[Task material]:
○ ○ ○ ○

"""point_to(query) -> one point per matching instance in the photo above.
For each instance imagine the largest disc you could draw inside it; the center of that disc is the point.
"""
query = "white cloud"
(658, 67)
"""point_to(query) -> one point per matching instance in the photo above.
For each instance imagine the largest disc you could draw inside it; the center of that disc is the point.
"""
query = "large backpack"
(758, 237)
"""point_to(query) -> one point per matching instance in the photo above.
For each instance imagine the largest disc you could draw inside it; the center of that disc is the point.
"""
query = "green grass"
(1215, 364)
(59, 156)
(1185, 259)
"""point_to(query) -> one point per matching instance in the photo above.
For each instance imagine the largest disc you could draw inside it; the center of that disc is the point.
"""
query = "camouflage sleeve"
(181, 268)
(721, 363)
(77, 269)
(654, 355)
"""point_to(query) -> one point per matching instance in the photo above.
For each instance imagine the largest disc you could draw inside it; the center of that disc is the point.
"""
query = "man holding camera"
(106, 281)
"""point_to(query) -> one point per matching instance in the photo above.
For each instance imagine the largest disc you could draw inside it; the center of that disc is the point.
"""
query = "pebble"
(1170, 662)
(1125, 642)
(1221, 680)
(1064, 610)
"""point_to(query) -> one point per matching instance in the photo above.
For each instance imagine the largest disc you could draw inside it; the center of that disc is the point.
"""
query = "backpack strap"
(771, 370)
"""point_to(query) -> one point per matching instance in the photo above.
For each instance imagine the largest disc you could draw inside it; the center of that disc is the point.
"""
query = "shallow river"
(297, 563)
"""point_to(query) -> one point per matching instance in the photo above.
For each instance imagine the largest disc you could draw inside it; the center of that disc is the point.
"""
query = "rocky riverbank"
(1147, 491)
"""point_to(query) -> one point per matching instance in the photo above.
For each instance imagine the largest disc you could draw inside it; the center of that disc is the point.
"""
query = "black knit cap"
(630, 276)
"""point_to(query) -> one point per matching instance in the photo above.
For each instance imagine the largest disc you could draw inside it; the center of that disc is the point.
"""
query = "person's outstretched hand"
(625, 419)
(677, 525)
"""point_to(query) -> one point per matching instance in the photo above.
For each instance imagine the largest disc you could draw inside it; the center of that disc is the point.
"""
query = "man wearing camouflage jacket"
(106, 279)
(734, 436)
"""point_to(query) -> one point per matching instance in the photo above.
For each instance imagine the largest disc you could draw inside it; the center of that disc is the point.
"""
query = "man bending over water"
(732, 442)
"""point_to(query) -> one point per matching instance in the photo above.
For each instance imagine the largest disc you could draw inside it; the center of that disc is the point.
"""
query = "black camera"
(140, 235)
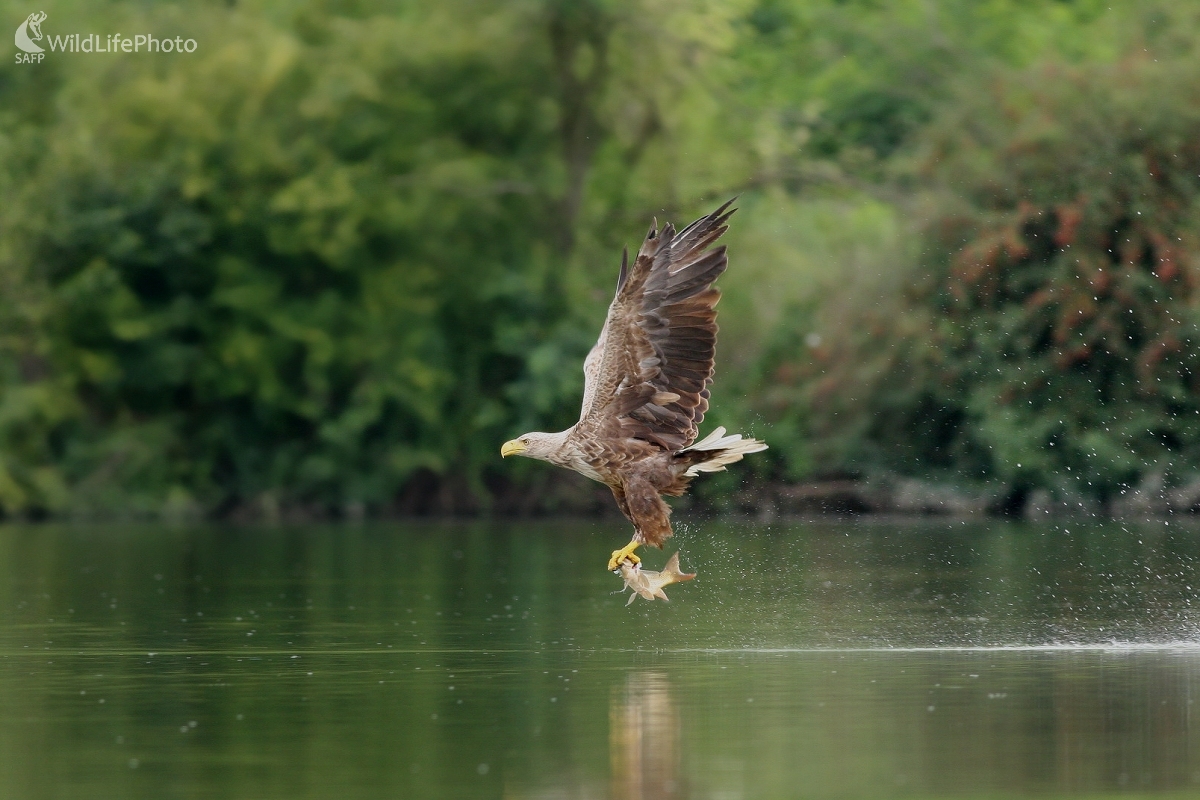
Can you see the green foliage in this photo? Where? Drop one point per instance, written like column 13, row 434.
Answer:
column 1054, row 343
column 335, row 257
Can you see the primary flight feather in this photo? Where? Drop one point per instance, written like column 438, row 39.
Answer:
column 646, row 384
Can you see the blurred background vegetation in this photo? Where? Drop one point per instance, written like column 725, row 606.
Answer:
column 329, row 262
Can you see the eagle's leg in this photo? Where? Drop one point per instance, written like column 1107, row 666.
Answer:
column 639, row 499
column 624, row 553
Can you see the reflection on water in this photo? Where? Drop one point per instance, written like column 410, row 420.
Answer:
column 498, row 661
column 643, row 734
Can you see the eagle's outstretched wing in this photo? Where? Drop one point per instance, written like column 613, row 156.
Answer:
column 647, row 377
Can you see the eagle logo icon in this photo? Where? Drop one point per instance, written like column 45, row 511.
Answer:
column 30, row 31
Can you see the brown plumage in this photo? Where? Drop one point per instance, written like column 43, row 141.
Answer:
column 647, row 380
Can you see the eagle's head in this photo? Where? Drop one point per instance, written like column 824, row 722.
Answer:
column 543, row 446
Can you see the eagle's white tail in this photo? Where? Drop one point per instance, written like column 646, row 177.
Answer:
column 725, row 449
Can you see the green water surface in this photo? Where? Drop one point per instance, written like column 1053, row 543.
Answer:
column 485, row 660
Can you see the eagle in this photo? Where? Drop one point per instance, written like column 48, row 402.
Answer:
column 646, row 384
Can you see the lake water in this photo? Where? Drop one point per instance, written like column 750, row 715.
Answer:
column 400, row 660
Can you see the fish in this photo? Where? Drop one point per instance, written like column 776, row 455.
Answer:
column 649, row 583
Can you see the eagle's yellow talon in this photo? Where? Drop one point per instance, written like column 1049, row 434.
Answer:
column 624, row 553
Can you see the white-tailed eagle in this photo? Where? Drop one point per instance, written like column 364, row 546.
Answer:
column 646, row 384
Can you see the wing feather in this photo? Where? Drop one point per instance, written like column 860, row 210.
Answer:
column 648, row 374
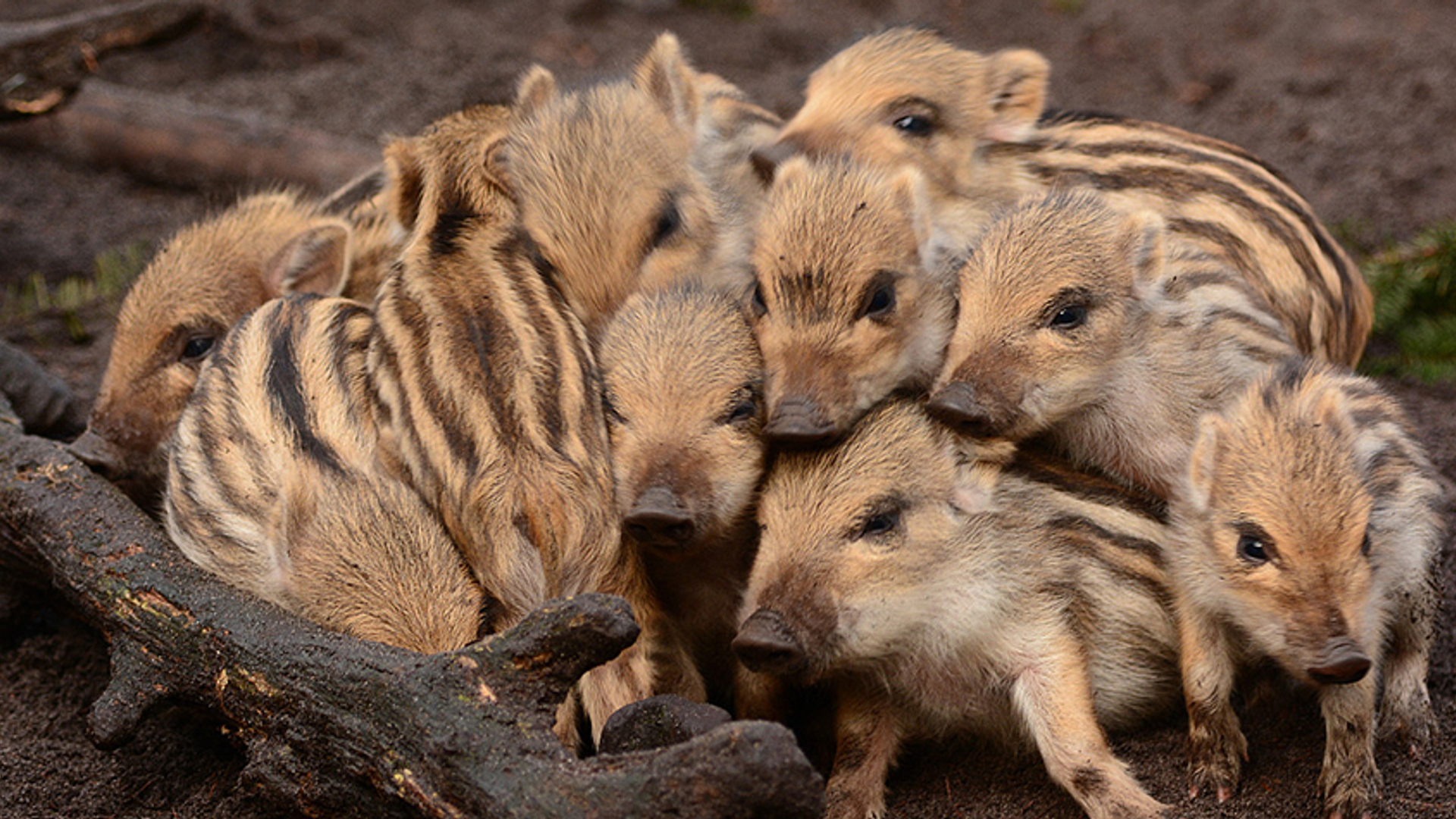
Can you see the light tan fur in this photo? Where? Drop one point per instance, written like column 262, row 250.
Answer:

○ ○ ○ ○

[Instruction]:
Output exactly the lines from the line with "Can you see the fish" to the last line of the records, including both, and leave every picture out.

[Response]:
Can you see the fish in this photo? Where? Drop one point per instance, written like column 776, row 455.
Answer:
column 649, row 583
Can you see the eagle's yellow talon in this photo? Where? Drop one point per instance, written like column 1049, row 434.
Answer:
column 624, row 553
Can you see the white-tailed eagle in this photo? Where? Drop one point per instance, written like column 364, row 546.
Answer:
column 646, row 384
Can you see the wing feather in this photo? Where? Drop one point per instance, written like column 860, row 210.
Answer:
column 648, row 374
Can you see the light tan fur in this photo? Where? Drop one point per instance, written like column 262, row 250.
Answer:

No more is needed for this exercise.